Божественная красота не постигается обычной логикой, в пределах локального измерения. Именно поэтому Ибн Араби говорит: «Красота, которую я ви­жу, не поддается постижению». Только некоторые признаки красоты могут отражаться в зеркале разума и познания. Другая ее часть – таинственно-чарующая сторона – пронизывает душу, покоряет сердца, но не поддается познанию.

Заложенная в человеке ограниченная способ­ность познавать, на самом деле, достаточна лишь для постижения определенных конечных явлений в преде­лах данного времени и пространства. Невозможно полностью охватить бесконечность чувствами, как не­возможно познать ее логически. Неопределенность, с одной стороны, привлекает человека, с другой сопро­вождается страхом. Поэтому нет чувства таинственнее страха. Компонентами божественной любви являются страх и чувство поклонения. Целью человека должно быть не достижение Бога, а поклонение Ему.

Не вмещать в себе Бога, а быть вмещенным в Его любовь, поклоняться Ему и к Нему взывать о помощи являются самым большим идеалом. Конечно, во всем можно увидеть признаки Бога. Все сущее является творением Создателя. Однако цель – не найти Его в себе, а потеряться в Нем, став каплей в океане, раство­риться в бесконечности. Достижение духовного мира, момента откровения, поднимаясь по ступеням души («побеждая душу»), ощущение не себя Истиной, а своего достижения Истины, превращения в ее частицу – это и есть счастье, достижение цели, достижение со­вершенства!
##########
*Задание:*
Что в тексте для чтения названо компонентами божественной любви? Материал для работы не понадобится.

*Исходный материал:*
##########
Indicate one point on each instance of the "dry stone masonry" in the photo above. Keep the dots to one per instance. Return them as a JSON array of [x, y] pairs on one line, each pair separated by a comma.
##########
*Ответ к заданию:*
Страх и чувство поклонения.